** Start of Excerpted records **

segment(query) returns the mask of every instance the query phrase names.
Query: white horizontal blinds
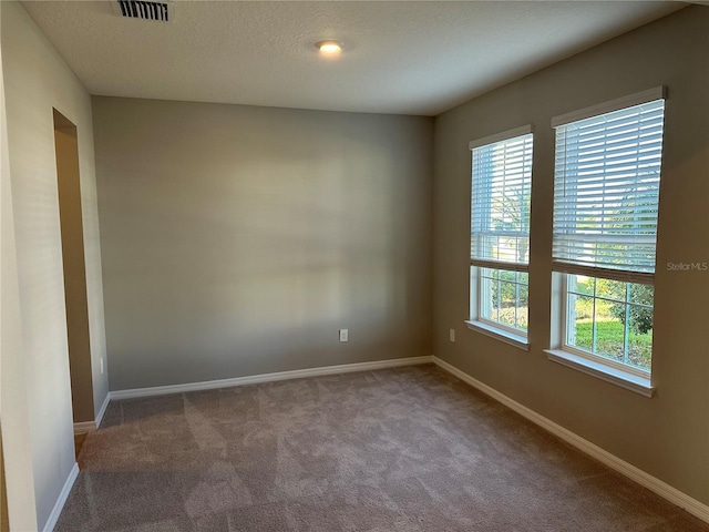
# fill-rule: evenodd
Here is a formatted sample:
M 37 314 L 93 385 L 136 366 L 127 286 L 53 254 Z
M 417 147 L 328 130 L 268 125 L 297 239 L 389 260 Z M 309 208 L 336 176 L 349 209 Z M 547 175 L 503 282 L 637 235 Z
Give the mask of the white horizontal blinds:
M 554 269 L 651 282 L 665 100 L 556 127 Z
M 503 263 L 507 269 L 526 270 L 532 134 L 479 145 L 472 152 L 471 264 L 495 268 Z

** End of Excerpted records **

• Brief:
Could you render all the lines above as a Markdown table with the columns Row and Line, numbering each row, skipping blank lines, and leaving out the pictures?

• Result:
| Row | Line |
|---|---|
| 1 | segment(query) returns the mask of every instance the query phrase names. |
| 2 | Query: white horizontal blinds |
| 3 | # fill-rule: evenodd |
| 4 | Here is a formatted sample: |
| 5 | M 37 314 L 93 385 L 136 366 L 127 286 L 53 254 Z |
| 6 | M 417 147 L 328 130 L 268 125 L 297 239 L 389 260 Z M 309 208 L 336 176 L 349 209 Z M 547 175 L 503 282 L 637 235 Z |
| 7 | Give the mask of the white horizontal blinds: |
| 8 | M 554 269 L 651 282 L 665 100 L 556 127 Z |
| 9 | M 503 263 L 507 269 L 526 270 L 532 134 L 479 145 L 472 152 L 471 264 L 495 268 Z |